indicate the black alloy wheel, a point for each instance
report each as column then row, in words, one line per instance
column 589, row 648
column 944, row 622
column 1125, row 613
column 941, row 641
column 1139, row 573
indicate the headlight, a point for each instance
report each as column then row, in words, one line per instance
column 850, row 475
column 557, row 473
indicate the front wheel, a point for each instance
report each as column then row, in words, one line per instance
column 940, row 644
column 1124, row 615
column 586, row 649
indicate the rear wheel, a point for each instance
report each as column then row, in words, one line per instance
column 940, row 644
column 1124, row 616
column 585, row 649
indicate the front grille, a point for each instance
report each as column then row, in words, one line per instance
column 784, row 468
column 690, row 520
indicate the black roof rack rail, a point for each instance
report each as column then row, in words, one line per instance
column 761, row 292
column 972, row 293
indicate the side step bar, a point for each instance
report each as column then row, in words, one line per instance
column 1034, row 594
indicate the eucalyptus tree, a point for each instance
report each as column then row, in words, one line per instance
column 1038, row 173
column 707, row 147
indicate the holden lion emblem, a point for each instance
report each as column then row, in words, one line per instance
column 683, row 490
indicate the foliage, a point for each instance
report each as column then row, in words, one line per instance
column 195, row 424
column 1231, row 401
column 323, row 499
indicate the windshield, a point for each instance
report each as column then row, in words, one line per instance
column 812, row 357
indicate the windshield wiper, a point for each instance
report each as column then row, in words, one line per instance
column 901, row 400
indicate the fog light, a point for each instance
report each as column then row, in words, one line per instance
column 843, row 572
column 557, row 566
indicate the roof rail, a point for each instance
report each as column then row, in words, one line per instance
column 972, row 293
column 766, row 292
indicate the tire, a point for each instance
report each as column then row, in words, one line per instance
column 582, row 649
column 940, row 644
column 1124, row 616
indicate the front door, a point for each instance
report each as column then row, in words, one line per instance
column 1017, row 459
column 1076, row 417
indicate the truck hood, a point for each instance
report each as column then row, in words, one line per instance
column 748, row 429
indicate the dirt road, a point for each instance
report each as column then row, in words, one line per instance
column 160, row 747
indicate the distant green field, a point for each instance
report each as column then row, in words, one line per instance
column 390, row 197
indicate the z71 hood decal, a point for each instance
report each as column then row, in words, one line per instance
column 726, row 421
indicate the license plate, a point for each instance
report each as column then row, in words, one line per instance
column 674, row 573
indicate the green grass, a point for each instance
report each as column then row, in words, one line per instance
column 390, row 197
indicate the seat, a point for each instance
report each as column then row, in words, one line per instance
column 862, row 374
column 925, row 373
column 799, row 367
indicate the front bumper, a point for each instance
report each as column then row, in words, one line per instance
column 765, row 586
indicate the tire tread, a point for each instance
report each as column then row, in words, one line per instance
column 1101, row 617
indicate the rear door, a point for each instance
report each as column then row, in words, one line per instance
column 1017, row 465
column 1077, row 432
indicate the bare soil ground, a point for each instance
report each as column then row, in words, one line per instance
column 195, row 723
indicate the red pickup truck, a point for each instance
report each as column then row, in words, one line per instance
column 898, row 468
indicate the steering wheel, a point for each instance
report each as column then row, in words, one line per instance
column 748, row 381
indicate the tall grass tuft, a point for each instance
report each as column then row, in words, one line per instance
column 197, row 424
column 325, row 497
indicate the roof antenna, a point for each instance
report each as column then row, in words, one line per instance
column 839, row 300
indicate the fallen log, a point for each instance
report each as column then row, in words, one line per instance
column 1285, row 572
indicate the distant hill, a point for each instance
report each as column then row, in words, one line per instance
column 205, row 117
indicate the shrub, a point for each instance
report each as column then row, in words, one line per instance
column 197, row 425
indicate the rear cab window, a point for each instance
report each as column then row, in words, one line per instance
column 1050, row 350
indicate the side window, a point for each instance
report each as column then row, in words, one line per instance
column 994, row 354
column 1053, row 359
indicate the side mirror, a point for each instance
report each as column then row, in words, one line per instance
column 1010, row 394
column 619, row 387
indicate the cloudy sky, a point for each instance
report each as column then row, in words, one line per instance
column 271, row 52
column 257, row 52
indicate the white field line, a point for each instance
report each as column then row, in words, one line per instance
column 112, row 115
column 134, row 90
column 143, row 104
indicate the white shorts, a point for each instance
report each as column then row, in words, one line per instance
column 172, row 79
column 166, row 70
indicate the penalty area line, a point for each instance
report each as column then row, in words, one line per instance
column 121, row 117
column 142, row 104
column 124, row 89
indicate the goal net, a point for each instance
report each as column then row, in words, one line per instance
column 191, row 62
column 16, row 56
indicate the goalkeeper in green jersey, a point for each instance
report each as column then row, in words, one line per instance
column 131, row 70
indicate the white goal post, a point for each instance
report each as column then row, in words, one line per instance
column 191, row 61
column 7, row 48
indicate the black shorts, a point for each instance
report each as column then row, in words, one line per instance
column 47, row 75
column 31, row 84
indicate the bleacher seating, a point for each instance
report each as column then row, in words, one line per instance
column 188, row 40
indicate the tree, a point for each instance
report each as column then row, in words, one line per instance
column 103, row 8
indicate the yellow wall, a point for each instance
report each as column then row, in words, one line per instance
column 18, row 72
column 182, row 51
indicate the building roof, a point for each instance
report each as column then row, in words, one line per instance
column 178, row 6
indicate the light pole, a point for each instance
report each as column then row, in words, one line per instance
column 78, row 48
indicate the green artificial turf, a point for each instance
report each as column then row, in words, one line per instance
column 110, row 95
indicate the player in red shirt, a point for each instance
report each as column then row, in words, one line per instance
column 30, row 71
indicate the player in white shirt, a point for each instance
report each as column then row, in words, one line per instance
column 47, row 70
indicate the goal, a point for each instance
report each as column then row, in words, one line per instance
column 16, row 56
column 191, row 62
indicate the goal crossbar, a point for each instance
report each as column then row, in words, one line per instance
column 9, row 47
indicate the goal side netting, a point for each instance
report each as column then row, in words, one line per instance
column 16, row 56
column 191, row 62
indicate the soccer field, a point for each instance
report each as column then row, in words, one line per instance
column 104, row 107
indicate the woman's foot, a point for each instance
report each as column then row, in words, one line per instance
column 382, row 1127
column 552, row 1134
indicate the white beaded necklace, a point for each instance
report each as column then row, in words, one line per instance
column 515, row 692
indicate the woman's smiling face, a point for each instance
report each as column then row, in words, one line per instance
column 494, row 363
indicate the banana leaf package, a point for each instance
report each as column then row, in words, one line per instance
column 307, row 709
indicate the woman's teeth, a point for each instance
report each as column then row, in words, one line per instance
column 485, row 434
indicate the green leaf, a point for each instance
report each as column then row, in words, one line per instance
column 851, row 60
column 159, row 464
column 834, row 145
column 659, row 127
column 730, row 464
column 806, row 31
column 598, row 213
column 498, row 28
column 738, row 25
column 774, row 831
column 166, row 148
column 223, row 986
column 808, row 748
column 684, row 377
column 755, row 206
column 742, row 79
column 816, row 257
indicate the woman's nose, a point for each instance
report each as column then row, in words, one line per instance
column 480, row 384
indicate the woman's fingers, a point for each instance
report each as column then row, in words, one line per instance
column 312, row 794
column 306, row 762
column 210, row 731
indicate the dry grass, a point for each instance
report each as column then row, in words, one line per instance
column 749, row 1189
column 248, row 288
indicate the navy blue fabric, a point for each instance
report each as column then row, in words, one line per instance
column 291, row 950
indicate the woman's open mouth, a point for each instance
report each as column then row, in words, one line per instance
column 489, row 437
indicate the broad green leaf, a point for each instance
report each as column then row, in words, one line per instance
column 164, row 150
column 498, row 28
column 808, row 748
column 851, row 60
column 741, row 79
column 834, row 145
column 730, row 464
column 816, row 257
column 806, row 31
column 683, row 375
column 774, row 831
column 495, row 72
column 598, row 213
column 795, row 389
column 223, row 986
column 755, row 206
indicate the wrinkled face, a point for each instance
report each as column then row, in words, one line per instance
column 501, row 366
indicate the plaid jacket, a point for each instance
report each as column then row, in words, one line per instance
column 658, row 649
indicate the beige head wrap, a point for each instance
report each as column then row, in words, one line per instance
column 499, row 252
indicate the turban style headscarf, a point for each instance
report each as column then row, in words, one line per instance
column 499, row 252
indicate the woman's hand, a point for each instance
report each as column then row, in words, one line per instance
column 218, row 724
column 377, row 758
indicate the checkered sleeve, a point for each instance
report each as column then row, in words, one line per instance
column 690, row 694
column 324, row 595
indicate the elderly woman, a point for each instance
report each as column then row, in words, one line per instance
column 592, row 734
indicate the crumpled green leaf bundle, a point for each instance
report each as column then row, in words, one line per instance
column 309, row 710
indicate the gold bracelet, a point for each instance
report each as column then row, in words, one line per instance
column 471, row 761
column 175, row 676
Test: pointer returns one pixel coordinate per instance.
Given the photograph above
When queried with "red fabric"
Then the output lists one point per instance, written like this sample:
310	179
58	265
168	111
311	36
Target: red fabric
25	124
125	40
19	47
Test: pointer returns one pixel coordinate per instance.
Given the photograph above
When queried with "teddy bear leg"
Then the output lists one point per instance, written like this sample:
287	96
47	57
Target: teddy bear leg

• **STATED EXERCISE**:
Reproduce only those lines of the entries above that run from the line with "indicate the plaid" to the final line.

• **SOLUTION**:
indicate the plaid jacket, a point for each instance
report each as column then row, in words, one line per instance
column 658, row 649
indicate the beige head wrap, a point for each instance
report each as column then row, in words, one line per instance
column 499, row 252
indicate the turban style headscarf, a point for each instance
report each as column then row, in words, one line per instance
column 499, row 252
indicate the woman's hand, a point for each instance
report each as column then row, in words, one line per instance
column 218, row 724
column 377, row 758
indicate the checkered sleeve, a point for each instance
report each as column then row, in words, one line per instance
column 690, row 694
column 324, row 595
indicate the elderly woman, a point for each instance
report each as column then row, in words, one line per instance
column 592, row 734
indicate the crumpled green leaf bundle, a point for each instance
report each as column then row, in words, one line per instance
column 309, row 710
indicate the gold bracelet, a point for each instance
report each as column then row, in words, one line per instance
column 471, row 761
column 175, row 676
Test: pointer returns one pixel coordinate per instance.
Given the photograph above
When queried with "red fabric"
Then the output lists one point per instance, written like this sample:
310	179
58	265
168	111
311	36
Target: red fabric
25	124
125	40
19	47
Test: pointer returns one pixel coordinate per instance.
Given the photograph above
When queried with "teddy bear leg"
Then the output lists one point per instance, written like this sample:
287	96
47	57
Target: teddy bear leg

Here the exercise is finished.